[TASK STATEMENT] Please report every line of the rows below that contains the string "umbrella", matching case exactly, and copy each such line in full.

[AVAILABLE RECORDS]
━━━━

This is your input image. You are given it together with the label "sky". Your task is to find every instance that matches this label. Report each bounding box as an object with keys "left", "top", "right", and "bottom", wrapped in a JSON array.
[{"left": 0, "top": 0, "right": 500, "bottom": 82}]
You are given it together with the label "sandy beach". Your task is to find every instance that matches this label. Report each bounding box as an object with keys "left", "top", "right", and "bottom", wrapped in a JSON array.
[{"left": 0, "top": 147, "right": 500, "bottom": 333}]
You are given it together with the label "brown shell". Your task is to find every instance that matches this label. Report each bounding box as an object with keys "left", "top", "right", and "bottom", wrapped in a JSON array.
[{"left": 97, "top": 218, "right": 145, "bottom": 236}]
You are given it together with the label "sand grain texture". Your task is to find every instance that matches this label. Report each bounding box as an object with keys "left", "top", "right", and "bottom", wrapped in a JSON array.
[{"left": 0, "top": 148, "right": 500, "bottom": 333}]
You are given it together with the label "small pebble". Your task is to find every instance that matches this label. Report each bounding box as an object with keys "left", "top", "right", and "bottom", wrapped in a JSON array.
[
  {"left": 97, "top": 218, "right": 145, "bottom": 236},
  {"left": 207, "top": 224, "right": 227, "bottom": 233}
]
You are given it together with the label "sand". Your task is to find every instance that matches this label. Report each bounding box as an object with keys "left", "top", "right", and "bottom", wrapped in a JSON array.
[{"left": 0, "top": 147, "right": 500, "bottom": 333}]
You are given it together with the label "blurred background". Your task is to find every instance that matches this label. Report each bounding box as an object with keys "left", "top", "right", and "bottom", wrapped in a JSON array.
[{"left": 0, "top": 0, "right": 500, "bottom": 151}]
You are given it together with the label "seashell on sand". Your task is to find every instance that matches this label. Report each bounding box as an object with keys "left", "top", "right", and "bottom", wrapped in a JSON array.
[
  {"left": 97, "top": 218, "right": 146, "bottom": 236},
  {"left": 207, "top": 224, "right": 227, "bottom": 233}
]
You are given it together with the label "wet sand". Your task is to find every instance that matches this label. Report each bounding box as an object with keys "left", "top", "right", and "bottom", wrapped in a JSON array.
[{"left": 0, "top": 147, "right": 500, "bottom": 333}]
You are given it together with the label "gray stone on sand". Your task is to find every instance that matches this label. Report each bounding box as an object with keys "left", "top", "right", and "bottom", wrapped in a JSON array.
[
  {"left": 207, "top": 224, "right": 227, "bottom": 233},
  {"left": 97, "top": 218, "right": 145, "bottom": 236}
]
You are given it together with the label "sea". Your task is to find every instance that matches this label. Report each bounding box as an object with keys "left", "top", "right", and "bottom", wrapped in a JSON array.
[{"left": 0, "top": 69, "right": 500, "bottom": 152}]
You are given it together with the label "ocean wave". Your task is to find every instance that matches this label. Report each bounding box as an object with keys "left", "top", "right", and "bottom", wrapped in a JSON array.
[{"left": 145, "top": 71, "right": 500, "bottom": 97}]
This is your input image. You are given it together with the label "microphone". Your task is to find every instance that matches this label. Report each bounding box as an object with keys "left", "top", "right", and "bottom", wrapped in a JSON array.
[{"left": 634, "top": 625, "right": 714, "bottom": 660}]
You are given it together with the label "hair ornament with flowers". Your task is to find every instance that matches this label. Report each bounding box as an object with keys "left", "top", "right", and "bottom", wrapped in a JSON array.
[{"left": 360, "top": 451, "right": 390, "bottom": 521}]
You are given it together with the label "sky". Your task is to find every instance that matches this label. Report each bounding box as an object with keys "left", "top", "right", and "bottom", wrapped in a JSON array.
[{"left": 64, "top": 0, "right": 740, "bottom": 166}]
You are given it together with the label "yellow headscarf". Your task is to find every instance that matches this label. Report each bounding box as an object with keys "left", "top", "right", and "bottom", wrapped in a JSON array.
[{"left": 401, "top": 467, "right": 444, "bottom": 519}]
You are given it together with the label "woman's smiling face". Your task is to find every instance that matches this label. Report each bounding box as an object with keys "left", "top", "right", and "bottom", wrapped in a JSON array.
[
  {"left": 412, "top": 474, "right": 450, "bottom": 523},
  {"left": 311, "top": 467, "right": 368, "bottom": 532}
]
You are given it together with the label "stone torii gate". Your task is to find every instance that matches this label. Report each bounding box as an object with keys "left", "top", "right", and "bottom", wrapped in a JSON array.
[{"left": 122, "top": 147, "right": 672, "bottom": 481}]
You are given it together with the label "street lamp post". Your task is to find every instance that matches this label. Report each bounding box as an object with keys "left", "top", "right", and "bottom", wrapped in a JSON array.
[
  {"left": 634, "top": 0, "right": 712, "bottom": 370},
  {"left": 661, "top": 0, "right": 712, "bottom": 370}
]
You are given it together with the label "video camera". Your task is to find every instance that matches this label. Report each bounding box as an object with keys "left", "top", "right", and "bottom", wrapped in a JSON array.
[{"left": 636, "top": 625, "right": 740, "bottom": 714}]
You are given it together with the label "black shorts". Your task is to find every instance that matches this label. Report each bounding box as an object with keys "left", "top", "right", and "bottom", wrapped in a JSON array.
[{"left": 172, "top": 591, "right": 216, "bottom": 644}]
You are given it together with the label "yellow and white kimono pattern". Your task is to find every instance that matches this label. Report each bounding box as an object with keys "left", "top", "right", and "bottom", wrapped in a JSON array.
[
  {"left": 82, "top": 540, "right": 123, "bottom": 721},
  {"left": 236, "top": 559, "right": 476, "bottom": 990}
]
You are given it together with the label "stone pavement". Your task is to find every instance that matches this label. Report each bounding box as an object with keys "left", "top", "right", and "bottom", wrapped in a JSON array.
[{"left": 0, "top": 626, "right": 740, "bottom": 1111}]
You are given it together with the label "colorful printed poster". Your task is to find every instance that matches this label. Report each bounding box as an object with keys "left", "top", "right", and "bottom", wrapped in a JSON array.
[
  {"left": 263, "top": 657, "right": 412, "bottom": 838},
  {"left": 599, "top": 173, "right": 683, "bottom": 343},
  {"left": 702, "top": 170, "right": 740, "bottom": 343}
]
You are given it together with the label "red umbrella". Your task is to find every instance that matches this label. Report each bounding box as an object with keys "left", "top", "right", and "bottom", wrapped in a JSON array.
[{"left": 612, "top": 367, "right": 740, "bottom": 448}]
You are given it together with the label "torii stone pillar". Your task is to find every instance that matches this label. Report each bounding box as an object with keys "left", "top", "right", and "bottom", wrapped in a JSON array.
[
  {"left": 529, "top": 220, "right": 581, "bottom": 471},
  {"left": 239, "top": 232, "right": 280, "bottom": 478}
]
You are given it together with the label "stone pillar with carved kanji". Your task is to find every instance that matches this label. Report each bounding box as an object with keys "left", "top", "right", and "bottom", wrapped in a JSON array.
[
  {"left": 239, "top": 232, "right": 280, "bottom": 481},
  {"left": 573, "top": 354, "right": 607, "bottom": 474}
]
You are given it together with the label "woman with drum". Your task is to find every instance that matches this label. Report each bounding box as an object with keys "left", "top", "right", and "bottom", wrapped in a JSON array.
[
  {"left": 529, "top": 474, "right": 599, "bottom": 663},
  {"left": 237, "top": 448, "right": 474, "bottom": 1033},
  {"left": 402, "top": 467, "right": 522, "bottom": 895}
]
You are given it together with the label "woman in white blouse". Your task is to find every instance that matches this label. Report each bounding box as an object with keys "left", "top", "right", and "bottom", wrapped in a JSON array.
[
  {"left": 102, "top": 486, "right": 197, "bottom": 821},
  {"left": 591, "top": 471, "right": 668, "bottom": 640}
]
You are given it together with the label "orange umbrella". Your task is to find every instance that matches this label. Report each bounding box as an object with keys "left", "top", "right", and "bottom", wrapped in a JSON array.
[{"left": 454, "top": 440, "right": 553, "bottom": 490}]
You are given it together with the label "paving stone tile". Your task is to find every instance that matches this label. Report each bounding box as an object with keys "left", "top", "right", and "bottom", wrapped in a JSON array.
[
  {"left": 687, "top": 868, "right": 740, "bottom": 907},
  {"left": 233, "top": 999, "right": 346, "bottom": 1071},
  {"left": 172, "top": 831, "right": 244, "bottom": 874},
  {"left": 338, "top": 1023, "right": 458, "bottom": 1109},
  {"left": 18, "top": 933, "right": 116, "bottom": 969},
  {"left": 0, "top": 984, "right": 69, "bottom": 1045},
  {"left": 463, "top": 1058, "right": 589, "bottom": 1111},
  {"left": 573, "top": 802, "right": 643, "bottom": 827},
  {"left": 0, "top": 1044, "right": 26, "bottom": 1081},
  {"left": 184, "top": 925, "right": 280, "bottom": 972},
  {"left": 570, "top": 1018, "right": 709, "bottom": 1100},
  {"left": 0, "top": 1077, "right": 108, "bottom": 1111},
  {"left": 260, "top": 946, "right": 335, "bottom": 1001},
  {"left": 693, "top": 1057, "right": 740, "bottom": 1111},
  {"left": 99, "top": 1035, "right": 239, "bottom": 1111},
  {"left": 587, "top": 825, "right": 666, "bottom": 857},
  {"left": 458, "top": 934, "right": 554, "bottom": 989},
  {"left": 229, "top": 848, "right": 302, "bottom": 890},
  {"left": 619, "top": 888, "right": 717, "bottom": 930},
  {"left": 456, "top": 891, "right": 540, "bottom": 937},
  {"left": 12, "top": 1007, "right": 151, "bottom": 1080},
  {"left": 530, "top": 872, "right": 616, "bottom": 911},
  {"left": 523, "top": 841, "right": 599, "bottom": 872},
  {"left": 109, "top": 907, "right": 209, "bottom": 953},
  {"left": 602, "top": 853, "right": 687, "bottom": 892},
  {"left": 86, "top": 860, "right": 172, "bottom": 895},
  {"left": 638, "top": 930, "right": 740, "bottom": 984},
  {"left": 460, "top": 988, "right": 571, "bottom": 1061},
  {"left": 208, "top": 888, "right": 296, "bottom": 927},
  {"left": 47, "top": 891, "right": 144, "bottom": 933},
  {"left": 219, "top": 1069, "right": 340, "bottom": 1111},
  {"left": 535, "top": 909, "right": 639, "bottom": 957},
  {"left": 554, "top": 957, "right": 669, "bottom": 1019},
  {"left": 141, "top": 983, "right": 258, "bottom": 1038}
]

━━━━

[EXPECTED ANSWER]
You are given it together with the label "red umbrella". Your task is to find every instance that matches this label. Report each bounding box as an object with keys "left", "top", "right", and "bottom", wrapped in a JSON array.
You are given it together with the label "orange umbrella". Your task is to find every instance that matches this label. Report each bounding box as an object with keys "left", "top", "right", and "bottom", wrapped in a JSON array.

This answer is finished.